ARTICLE:
Montes de Maria, Colombia – Mayerlis Angarita is convinced she was born with a rebellious streak.
As a 15-year-old in the mid 1990s, she watched as clashes between rebel fighters, paramilitaries and the Colombian army swept in violent waves through Montes de Maria, the northern region where she lived with her family.
When hundreds of people marched through the streets, burning tyres, blocking roads and confronting the police with stones in protest at the warring groups, Mayerlis was among them.
“The guerrillas attacked us because they said we aided the paramilitary, the paramilitary attacked us because they said we aided the guerrillas, and the government was suspicious of us because they believed anyone speaking up was a left-leaning extremist,” she says.
She was growing up in one of the regions most affected by the decades-long civil war – and its violence had exacted a heavy and deeply personal toll on her.
Mayerlis’ mother, or Mami, as she called her, was her best friend. A loner at school, Mayerlis always looked forward to the end of the day and to her mother’s meticulously prepared home-cooked meals. She wasn’t the only person who appreciated them: Mami would also cook large quantities of food for homeless people.
Then, one day, Mayerlis’ mother set off to visit her sister in a nearby city as she often did.
When she failed to return, the family’s anxiety grew. Days passed with no word until Mayerlis’ aunt called. Some men “took [her] away in a big car”, she told them, soon after she had set off to feed a group of homeless people.
Her mother’s kidnapping is one of the thousands of still unresolved disappearances. Mayerlis suspects paramilitary forces, who were engaged in a process of social cleansing that included trying to rid the area of its homeless, were responsible.
Her father feared that they would come for his children next, so he moved them closer to his wife’s relatives.
Mayerlis suddenly found herself living in a faraway town, sleeping on a mattress on the floor of a small, dirty room with her father and two siblings. She was living in poverty, unable to attend school and haunted by questions about what had become of her mother.
The loss of her own mother inspired her to fight for justice for the other victims of the war.
She’s now 35, and her work takes the form of what she calls “peaceful feminism”. It is an ideology that permeates the women’s organisation – one of the most prominent in Colombia – that she runs.
The massacre of El Salado
Lying between the mountains of Montes de Maria, El Salado was once a town of around 7,000 people. By the mid-1990s, it had become a refuge for guerrilla leaders. Its fertile land attracted the FARC, the country’s oldest and largest Marxist-leaning rebel group, who later began a campaign of intimidation against residents of the area.
Meanwhile, in the nearby regions of Magdalena and Antioquia, the United Self Defence Forces of Colombia (AUC), a right-wing paramilitary group, was tightening its grip. Tracing its roots to powerful drug cartels, such as the Medellin Cartel under the leadership of Pablo Escobar, the group forged alliances with rich landowners, cattle raisers and prominent political figures.

TASK INSTRUCTIONS:
Decide whether each statement below agrees with the article about Mayerlis Angarita, answering yes or no and quoting the words of the article that settle it. 1. Mayerlis was 15 years old in the mid 1990s. 2. Mayerlis' mother set off to visit her brother in a nearby city. 3. The AUC was a left-wing paramilitary group.

Point annotation dataset records:
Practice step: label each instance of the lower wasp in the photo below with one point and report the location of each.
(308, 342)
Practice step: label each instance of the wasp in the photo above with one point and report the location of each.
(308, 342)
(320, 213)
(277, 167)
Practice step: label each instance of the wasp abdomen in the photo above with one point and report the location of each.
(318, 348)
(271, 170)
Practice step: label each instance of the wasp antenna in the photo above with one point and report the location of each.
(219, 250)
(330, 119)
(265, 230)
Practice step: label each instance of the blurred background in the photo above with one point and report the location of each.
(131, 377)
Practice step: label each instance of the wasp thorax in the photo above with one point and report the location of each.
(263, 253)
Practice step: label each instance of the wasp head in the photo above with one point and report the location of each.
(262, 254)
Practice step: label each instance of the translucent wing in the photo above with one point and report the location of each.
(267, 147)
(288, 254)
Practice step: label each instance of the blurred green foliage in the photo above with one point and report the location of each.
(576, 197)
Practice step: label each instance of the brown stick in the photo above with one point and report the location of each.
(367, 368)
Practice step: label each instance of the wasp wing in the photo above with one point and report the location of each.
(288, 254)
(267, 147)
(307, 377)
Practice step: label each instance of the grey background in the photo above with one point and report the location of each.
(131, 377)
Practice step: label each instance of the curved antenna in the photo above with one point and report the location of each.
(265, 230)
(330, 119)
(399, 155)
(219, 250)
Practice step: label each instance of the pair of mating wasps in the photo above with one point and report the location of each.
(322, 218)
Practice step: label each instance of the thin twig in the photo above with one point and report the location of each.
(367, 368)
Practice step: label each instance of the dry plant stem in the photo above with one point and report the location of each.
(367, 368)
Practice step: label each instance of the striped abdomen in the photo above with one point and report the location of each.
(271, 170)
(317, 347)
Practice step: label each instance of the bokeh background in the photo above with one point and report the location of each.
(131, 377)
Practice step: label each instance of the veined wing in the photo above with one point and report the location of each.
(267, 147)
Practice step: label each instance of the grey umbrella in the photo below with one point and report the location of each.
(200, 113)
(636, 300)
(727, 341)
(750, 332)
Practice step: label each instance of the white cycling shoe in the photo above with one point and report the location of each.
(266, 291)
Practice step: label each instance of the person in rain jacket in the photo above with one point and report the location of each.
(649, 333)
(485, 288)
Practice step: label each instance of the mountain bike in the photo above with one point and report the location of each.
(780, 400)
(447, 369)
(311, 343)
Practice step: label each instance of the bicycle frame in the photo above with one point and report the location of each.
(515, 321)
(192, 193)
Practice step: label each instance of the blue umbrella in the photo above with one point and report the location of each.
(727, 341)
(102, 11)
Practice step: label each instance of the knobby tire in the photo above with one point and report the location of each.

TASK OUTPUT:
1. Yes: "As a 15-year-old in the mid 1990s"
2. No: "set off to visit her sister in a nearby city"
3. No: "a right-wing paramilitary group"